Exercise text:
Photo/Illutration Syukuro Manabe speaks at a news conference in the U.S. state of New Jersey on Oct. 5 after he was named a co-recipient of the 2021 Nobel Prize in Physics. (The Asahi Shimbun)

A prediction made half a century ago about the future of planet Earth has become a reality, forcing the human race to do something about it.

Syukuro Manabe, a Japan-born scientist working at Princeton University, has been named a co-recipient of this year’s Nobel Prize in Physics for his pioneering research. His studies, using a supercomputer, showed that global temperatures rise from increased carbon dioxide levels in the atmosphere.

Calculating the balance between the solar energy that reaches Earth and the energy released from the planet puts Earth’s temperature at minus 18 degrees.

This means our survival on our planet owes to greenhouse gases.

On the other hand, any rapid change in the volume of greenhouse gases, which are slightly present in the atmosphere, induces climate change that endangers human beings and other lives on Earth.

Employing a supercomputer to calculate atmospheric fluctuations, Manabe brought substantial advances to research on global warming with a “coupled atmosphere-ocean model.”

The simulation model factors in not only the temperature, humidity and other physical conditions of the atmosphere but also oceanic conditions, such as seawater temperature and currents.

The Royal Swedish Academy of Sciences cited his contribution to the prediction of climate change as a reason for awarding the Nobel Prize, saying, “His work laid the foundation for the development of current climate models.”

Controversy raged for years on whether global warming was actually real and whether human activities were causing the phenomenon.

In 1989, when research on climate change began attracting attention, Manabe said in an Asahi Shimbun interview, “It will be too late (to curb global warming) if we keep waiting for scientists to produce 100-percent proof.”

Research continued on the impact of human activities on global warming. In 2007, the Nobel Peace Prize was awarded jointly to former U.S. Vice President Al Gore, who had campaigned against global warming, and the U.N. Intergovernmental Panel on Climate Change (IPCC).

The studies by Manabe and other scientists have been used in the IPCC’s predictions. In a report published in August providing scientific proof for global warming, the IPCC declared unequivocally that there is no doubt the phenomenon is human-induced.

The Paris Agreement, an international treaty on climate change, aims to reduce the rise in temperature to well below 2 degrees from levels before the Industrial Revolution and preferably to 1.5 degrees to minimize the impact on island nations and other at-risk regions.

Industrialized nations are striving to curb their greenhouse gas emissions, and Japan last year set its goal of achieving carbon neutrality in 2050 and wrote it into law. There should be no going back, only forward.

The 26th U.N. climate change conference (COP26), delayed by the novel coronavirus pandemic, will kick off at the end of October in Britain.

“Green Recovery,” which will link economic recovery from pandemic damage to efforts to fight climate change and protect the ecosystem, is now drawing attention.

Seeing Manabe’s Nobel Prize in the light of a heightened sense of crisis over climate change that confronts the human race, we need to give concrete shape to policies for achieving targets and review corporate activities and people’s lifestyles.

Data extract:
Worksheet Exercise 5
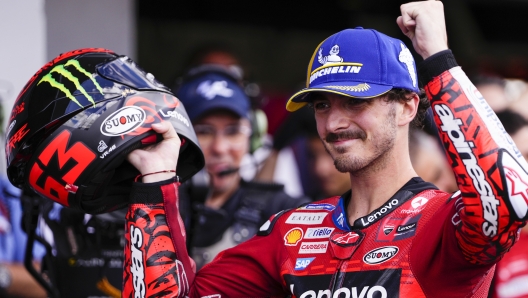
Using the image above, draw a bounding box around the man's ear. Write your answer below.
[398,93,420,126]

Requirement 1: List every calendar year written out as a four-digit number in the text about Syukuro Manabe's Nobel Prize.
Requirement 2: Translate this sentence from the text about Syukuro Manabe's Nobel Prize into Spanish: "Controversy raged for years on whether global warming was actually real and whether human activities were causing the phenomenon."
The data has nothing to do with the text about Syukuro Manabe's Nobel Prize.

Your solution 1: 2021, 1989, 2007, 2050

Your solution 2: Durante años hubo una intensa polémica sobre si el calentamiento global existía realmente y si las actividades humanas estaban causando el fenómeno.